Restate the entries below verbatim.

--------------------

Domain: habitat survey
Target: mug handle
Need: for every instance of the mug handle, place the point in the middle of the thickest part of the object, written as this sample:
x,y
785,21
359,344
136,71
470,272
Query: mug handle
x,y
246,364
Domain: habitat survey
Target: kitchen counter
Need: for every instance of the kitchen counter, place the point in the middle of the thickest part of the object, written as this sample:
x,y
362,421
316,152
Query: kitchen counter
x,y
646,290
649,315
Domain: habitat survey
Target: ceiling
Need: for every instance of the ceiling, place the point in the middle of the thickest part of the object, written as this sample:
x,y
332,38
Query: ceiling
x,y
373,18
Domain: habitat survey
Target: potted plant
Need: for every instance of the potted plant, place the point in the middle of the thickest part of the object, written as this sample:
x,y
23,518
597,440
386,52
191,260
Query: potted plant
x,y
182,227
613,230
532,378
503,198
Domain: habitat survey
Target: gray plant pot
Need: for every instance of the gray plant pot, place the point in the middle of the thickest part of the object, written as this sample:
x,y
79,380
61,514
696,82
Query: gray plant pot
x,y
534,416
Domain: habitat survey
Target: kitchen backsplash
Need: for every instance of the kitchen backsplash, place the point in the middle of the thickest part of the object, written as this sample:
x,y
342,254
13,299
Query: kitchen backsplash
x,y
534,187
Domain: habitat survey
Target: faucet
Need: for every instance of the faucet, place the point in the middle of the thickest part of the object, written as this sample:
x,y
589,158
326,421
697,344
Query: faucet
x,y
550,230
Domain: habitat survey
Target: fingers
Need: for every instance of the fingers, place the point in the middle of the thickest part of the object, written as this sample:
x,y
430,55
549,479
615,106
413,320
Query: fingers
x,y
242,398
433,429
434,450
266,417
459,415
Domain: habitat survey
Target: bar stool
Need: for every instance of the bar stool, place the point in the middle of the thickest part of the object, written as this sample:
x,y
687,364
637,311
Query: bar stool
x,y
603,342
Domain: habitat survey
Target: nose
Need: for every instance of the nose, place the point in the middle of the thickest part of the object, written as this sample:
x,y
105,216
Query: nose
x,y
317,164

--------------------

Solution below:
Domain: habitat survey
Target: mug handle
Need: for every instance of the mug handle, place the point in the middle of the thickest part of the object, written as this sample:
x,y
785,21
359,344
136,71
470,272
Query: mug handle
x,y
246,364
Domain: habitat survey
Target: kitchen counter
Need: for every instance of the kitchen counter, place the point in the middle of the thickest part of the object, written as this sample:
x,y
362,421
316,152
Query: kitchen counter
x,y
646,290
649,315
Domain: habitat survey
Target: ceiling
Need: for every instance of the ceiling, place the point in the middle of the thickest part of the object, written as this sample:
x,y
332,38
Query: ceiling
x,y
373,18
Domain: habitat survey
Target: potted plant
Need: for every instance of the potted plant, place the point in the middle of the thickest part of the object, written as this sample:
x,y
23,518
597,440
386,52
191,260
Query: potted plant
x,y
182,227
613,230
532,378
503,198
Domain: habitat survey
Target: gray plant pot
Need: for every instance of the gray plant pot, place the point in the middle of the thickest part of the object, written as this sample:
x,y
79,380
61,514
696,82
Query: gray plant pot
x,y
534,416
Domain: habitat survey
Target: kitchen backsplash
Need: for every instance of the kitchen backsplash, place the point in the middle of the thickest part of the object, written as this sample:
x,y
342,254
13,299
Query: kitchen backsplash
x,y
534,187
Domain: habitat survey
Target: faucet
Need: for every instance of the faucet, place the point in the middle of the thickest part of the object, written as this sample:
x,y
589,158
326,421
697,344
Query: faucet
x,y
550,230
Domain: habitat survey
Target: fingers
Need: for every instance of the fingers, place the point in the middle of the thickest part of the object, written as this sample:
x,y
430,55
549,479
615,106
413,320
Query: fingers
x,y
242,398
433,429
434,450
266,417
459,415
Domain: habitat survey
Target: bar stool
Need: for every instance of the bar stool, place the point in the middle of the thickest part of the object, written as this sample:
x,y
687,364
637,311
Query: bar stool
x,y
603,342
Domain: habitat survey
Target: nose
Need: for every instance of the nose, place the point in the middle of the thickest part of the object, written as this sample:
x,y
105,216
Query: nose
x,y
317,164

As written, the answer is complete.